** Selected passage **

Pooled data from 14 randomised trials showed that labels with activity times induced consumers to cut back nearly 65 calories per meal more than labels that simply listed calories, researchers reported in the Journal of Epidemiology & Community Health.
Labels with “physical activity calorie equivalent or expenditure,” or PACE, were illustrated with drawings of a runner and a walker, each accompanied by an estimate of how many minutes would be needed in that activity to burn off the calories in the labelled food.
“The PACE food labelling, where you show how many minutes of physical activity are required to expend the calories in a food may be a good way of helping the public make healthier food decisions and reduce overall calorie consumption,” said the study’s lead author, Amanda Daley, a professor of behavioural medicine at Loughborough University in the UK.
“We know that the public underestimates the number of calories in food, so we need to find an easy method to make it easier for the public to make healthier decisions about what they eat,” Daley said in an email. “We think the public will understand this better than telling them how many calories are in a food item.”
To determine if the type of labelling makes a difference in consumer food choices, Daley and her colleagues scoured the medical literature for trials that compared PACE labelling to standard labels with just a calorie count or no calorie information at all.
The 14 studies they included in the current analysis “presented food or gave menus of food options to participants with and without PACE labelling, or the studies presented PACE labelling versus calories only or versus traffic light labelling,” Daley explained. “And they asked participants what they would like to eat for a snack or for lunch or dinner and so on.”
Daley’s team found that when PACE labelling was displayed on foods, drinks and menus, people consumed an average of 64.9 calories less per meal than when only calorie counts were displayed.
The PACE labelling is “a cool idea,” said Avigdor Arad, director of the Mount Sinai PhysioLab and an endocrinologist at Mount Sinai St. Luke’s in New York City. “But we don’t really have enough evidence to say whether it’s going to be effective. Certainly more trials are needed.”
Moreover, Arad said, the emphasis on calories might not be the best way to get people to eat healthier since there’s no information on food quality.
“Certain foods are nutrient dense and also calorie dense,” Arad said. “We don’t want people to develop a fear of consuming things like nuts, avocados, figs and certain legumes.”
Another potential problem is that the estimates of time running or walking might seem unrealistic to some people because the rates at which calories are burned depend on a number of factors, such as age, weight and fitness, Arad said.

** Dataset **
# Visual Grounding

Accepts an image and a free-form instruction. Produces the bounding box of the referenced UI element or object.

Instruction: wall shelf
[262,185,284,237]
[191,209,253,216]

** Problem A **
Answer these from the food-labeling article:
(i) How many trials supplied the pooled data?
(ii) At which university is Amanda Daley a professor?
(iii) Which foods did Arad say people should not come to fear eating?
** Problem B **
Revise part of the food-labeling article, starting at the words "Pooled data from" and ending after "the labelled food.", so that "swimmer" takes the place of "runner".

** Exercise solution A **
(i) 14
(ii) Loughborough University in the UK
(iii) Nuts, avocados, figs and certain legumes

** Exercise solution B **
Pooled data from 14 randomised trials showed that labels with activity times induced consumers to cut back nearly 65 calories per meal more than labels that simply listed calories, researchers reported in the Journal of Epidemiology & Community Health.
Labels with “physical activity calorie equivalent or expenditure,” or PACE, were illustrated with drawings of a swimmer and a walker, each accompanied by an estimate of how many minutes would be needed in that activity to burn off the calories in the labelled food.